(DATA Opens)

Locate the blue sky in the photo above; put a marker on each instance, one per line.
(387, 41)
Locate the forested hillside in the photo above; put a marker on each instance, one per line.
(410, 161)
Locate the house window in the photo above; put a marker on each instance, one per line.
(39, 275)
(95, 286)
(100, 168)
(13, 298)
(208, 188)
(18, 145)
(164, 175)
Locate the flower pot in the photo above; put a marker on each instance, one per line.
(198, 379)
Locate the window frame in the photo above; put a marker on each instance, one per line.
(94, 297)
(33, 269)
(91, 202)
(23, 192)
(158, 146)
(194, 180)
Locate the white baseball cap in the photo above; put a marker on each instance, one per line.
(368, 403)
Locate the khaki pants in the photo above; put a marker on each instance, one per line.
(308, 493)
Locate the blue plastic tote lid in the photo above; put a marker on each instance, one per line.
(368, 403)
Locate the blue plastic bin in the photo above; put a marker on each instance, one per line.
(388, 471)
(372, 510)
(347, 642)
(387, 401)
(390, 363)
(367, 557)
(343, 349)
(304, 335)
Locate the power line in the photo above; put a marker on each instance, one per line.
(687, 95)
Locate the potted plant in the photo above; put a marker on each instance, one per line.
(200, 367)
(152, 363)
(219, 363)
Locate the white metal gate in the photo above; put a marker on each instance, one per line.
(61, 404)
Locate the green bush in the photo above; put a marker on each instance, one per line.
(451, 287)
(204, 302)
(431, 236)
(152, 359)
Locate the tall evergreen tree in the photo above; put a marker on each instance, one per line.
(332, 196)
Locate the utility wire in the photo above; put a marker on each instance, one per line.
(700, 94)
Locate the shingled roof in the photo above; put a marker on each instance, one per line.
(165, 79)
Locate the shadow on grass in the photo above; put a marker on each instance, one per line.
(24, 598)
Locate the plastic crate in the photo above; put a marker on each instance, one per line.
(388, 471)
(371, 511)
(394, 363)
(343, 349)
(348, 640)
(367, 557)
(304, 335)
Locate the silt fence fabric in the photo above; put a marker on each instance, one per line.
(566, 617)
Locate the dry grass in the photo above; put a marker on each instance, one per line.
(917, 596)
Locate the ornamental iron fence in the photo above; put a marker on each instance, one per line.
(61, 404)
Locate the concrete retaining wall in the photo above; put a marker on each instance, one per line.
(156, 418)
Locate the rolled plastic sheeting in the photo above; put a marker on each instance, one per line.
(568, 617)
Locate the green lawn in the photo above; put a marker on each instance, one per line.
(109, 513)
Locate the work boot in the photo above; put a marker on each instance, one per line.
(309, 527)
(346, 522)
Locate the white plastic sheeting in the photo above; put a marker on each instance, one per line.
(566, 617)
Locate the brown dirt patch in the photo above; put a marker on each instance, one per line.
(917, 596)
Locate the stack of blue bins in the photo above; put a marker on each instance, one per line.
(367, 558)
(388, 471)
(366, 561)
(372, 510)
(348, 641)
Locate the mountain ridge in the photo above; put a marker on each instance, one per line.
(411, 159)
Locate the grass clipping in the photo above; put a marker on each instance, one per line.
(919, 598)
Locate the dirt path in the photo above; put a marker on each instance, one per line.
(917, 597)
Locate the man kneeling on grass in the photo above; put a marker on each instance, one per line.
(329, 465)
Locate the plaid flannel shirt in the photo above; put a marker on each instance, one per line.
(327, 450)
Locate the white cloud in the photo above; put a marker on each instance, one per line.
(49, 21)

(DATA Closes)
(DATA Opens)

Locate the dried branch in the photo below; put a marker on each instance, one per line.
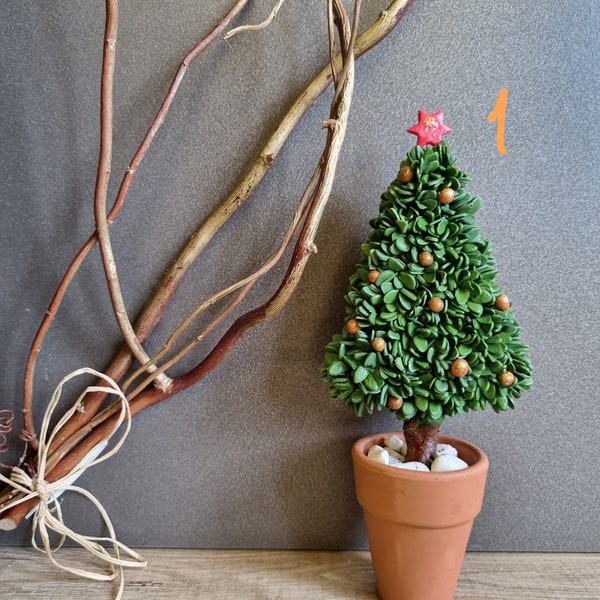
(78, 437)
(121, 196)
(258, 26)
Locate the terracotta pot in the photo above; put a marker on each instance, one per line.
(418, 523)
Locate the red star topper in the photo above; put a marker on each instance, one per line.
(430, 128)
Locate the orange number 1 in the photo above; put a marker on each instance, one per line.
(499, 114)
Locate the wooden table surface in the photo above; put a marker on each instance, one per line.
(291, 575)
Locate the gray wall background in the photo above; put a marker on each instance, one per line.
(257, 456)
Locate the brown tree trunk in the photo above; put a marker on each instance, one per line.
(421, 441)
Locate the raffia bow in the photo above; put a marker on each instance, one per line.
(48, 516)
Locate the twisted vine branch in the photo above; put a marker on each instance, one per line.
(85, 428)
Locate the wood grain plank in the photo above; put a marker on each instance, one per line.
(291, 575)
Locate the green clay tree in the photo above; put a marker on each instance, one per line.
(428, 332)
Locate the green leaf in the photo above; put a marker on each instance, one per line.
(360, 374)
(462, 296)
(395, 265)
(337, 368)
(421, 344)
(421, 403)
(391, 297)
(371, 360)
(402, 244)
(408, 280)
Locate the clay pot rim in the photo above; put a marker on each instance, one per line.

(DATA Closes)

**AIM OF THE TASK:**
From the material above, set down exactly the lines between the line holding "Locate the green clay" and the line holding "Locate the clay", inclusive. Include nothing else.

**TASK OUTPUT:**
Locate the green clay tree in the photo above; put a marker on each instance, one per line.
(428, 332)
Locate the green leaf in the photo above; put a marker on each instance, one per line.
(360, 374)
(462, 296)
(395, 265)
(337, 368)
(421, 344)
(421, 403)
(391, 297)
(371, 360)
(402, 244)
(408, 280)
Locate the clay pot rim in the photo above; put a marker on each instance, one per line.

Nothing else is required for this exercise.